> _Text excerpt_
=== Section Start ===
June 26 (Bloomberg) -- Pfizer Inc.’s non-operating Quigley Co. won permission to end almost nine years in bankruptcy under a plan that resolves most asbestos claims against the former insulation maker and its parent, the world’s largest drugmaker.
U.S. Bankruptcy Judge Stuart Bernstein in Manhattan today approved a Chapter 11 plan under which Pfizer will contribute assets worth $964 million. He rejected a prior plan almost three years ago, saying Pfizer was improperly using Quigley’s bankruptcy to shield itself from asbestos claims.
“The current Pfizer contribution cures all the financial issues raised with the prior plan,” Bernstein said today, adding that the amount was increased by about $750 million.
The ruling means people like Brenda Hagerich, 62, of Hot Springs, Arkansas, may get payments on their claims. Hagerich, whose father died in 1999 of mesothelioma, said she has been waiting for a second distribution of a $125,000 payment.
=== Section End ===
> _Given records_
=== Section Start ===
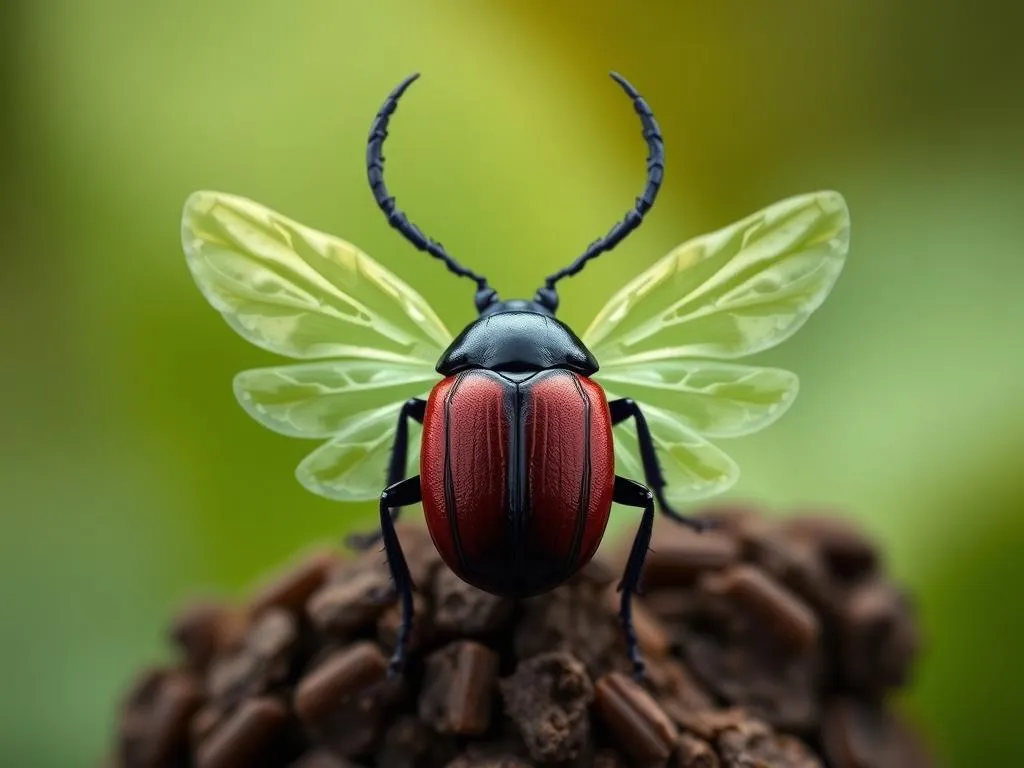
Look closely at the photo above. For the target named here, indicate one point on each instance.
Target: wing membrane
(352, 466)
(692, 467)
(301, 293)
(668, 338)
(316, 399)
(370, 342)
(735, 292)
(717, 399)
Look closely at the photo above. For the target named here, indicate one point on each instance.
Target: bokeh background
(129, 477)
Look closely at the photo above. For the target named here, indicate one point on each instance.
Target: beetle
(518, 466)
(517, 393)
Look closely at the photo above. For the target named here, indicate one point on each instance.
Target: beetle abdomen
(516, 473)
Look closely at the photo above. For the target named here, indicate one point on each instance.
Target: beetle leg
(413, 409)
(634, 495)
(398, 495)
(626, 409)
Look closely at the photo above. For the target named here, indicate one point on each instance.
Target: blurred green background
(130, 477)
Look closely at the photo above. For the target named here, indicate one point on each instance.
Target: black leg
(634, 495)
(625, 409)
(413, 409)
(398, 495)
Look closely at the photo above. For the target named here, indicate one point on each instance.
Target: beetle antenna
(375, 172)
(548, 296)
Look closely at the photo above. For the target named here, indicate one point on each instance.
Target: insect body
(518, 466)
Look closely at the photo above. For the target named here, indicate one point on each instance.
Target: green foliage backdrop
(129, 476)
=== Section End ===
=== Section Start ===
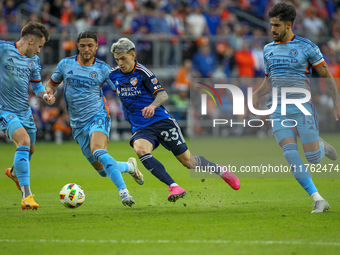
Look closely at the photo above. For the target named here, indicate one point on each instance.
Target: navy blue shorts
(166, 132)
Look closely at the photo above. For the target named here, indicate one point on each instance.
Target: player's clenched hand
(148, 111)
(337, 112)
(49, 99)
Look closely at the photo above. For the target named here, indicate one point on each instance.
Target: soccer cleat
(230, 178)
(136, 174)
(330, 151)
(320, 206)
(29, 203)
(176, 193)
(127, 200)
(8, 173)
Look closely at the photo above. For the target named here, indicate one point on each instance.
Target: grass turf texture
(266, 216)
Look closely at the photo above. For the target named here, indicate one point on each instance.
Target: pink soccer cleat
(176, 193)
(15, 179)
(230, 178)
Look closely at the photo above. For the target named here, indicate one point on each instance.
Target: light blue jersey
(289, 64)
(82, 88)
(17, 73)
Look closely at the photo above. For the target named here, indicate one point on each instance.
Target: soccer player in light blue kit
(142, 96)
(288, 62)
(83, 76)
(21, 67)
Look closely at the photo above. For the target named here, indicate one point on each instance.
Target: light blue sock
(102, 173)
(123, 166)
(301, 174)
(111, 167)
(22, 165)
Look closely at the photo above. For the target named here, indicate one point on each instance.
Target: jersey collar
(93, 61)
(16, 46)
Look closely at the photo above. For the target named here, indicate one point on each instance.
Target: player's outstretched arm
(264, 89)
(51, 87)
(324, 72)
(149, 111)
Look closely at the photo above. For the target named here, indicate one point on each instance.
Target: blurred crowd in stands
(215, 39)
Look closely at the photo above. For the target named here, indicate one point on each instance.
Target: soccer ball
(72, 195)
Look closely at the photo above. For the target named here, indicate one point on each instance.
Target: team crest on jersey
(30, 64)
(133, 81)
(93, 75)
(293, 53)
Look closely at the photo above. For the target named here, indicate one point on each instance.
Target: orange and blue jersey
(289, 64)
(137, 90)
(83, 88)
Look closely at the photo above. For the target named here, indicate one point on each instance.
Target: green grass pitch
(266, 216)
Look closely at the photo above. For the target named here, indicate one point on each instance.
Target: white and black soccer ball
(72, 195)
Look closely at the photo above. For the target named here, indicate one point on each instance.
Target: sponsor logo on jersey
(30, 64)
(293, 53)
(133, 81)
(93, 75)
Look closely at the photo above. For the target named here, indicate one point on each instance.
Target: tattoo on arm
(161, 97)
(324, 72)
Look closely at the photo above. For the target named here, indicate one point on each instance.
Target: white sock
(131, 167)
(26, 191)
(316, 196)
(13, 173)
=== Section End ===
> _Work instruction 1_
Extract the stretch of the Quigley bankruptcy article from "The ruling means" through "a $125,000 payment.".
> _Work instruction 2_
Answer these questions from the Quigley bankruptcy article.
(a) Which judge approved the Chapter 11 plan?
(b) What is the stated worth of the assets Pfizer will contribute under the plan?
(c) In what year did Brenda Hagerich's father die?

> _Response box 1_
The ruling means people like Brenda Hagerich, 62, of Hot Springs, Arkansas, may get payments on their claims. Hagerich, whose father died in 1999 of mesothelioma, said she has been waiting for a second distribution of a $125,000 payment.

> _Response box 2_
(a) U.S. Bankruptcy Judge Stuart Bernstein
(b) $964 million
(c) 1999